**Aufgaben**
1) Prüfen Sie, ob die folgenden Aussagen mit der Buchbesprechung übereinstimmen. Antworten Sie jeweils mit Ja oder Nein und zitieren Sie die entscheidende Textstelle wörtlich: (a) Das Buch hat einen Umfang von 348 Seiten. (b) Joachim Meyerhoff ist Schauspieler am Münchner Residenztheater. (c) Das Buch ist vor allem eine Liebeserklärung an seine Eltern.
2) Geben Sie aus der Buchbesprechung den Abschnitt von „Vom schwierigen Finden“ bis „großartig verschrobenen Großeltern.“ wortgetreu wieder.

**Lesetext**
* * * * * * *

Vom schwierigen Finden einer Schauspielerpersönlichkeit und großartig verschrobenen Großeltern
„Ach diese Lücke, diese entsetzliche Lücke“ lautet der Titel des jüngsten Buches von Joachim Meyerhoff. Der Schauspieler am Wiener Burgtheater hat mit diesem 348 Seiten starken Werk zum einen eine Abrechnung geschrieben über seine Ausbildung an der Otto-Falckenberg-Schule und seine Schwierigkeiten, dort seine Schauspielerpersönlichkeit zu finden. Vor allem aber ist dieses Buch eine gewaltige Liebeserklärung an seine großartig verschrobenen Großeltern.

* * * * * * *

Annotationsdaten zu Bildregionen
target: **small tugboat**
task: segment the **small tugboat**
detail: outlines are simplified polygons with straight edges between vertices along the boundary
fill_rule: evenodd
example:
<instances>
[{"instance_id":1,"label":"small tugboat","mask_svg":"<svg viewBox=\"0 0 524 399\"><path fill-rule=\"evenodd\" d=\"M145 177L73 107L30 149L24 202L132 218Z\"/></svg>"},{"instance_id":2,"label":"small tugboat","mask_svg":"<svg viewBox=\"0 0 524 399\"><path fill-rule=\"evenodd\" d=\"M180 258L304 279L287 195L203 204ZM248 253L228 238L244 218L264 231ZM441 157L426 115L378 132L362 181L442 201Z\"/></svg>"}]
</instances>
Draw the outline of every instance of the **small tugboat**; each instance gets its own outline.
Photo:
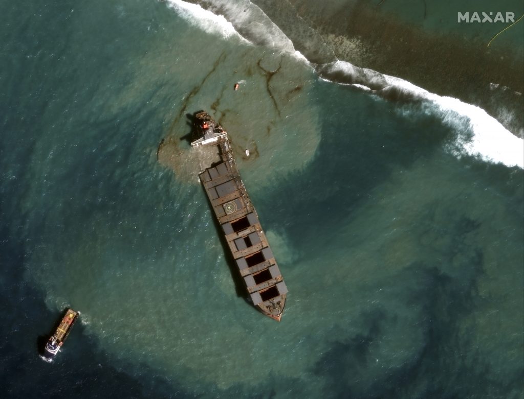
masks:
<instances>
[{"instance_id":1,"label":"small tugboat","mask_svg":"<svg viewBox=\"0 0 524 399\"><path fill-rule=\"evenodd\" d=\"M56 331L51 336L46 345L43 356L41 357L44 360L49 362L52 361L53 358L62 347L64 341L69 335L73 325L80 315L80 312L75 312L72 309L67 310L62 321L57 327Z\"/></svg>"},{"instance_id":2,"label":"small tugboat","mask_svg":"<svg viewBox=\"0 0 524 399\"><path fill-rule=\"evenodd\" d=\"M194 132L193 147L217 147L219 158L216 162L201 164L200 180L235 259L235 268L255 307L280 321L288 289L241 179L227 132L203 111L196 115Z\"/></svg>"}]
</instances>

* * * * * * *

**Lösungen**
1)
(a) Ja: „mit diesem 348 Seiten starken Werk“
(b) Nein: „Der Schauspieler am Wiener Burgtheater“
(c) Nein: „Vor allem aber ist dieses Buch eine gewaltige Liebeserklärung an seine großartig verschrobenen Großeltern.“

2)
Vom schwierigen Finden einer Schauspielerpersönlichkeit und großartig verschrobenen Großeltern
„Ach diese Lücke, diese entsetzliche Lücke“ lautet der Titel des jüngsten Buches von Joachim Meyerhoff. Der Schauspieler am Wiener Burgtheater hat mit diesem 348 Seiten starken Werk zum einen eine Abrechnung geschrieben über seine Ausbildung an der Otto-Falckenberg-Schule und seine Schwierigkeiten, dort seine Schauspielerpersönlichkeit zu finden. Vor allem aber ist dieses Buch eine gewaltige Liebeserklärung an seine großartig verschrobenen Großeltern.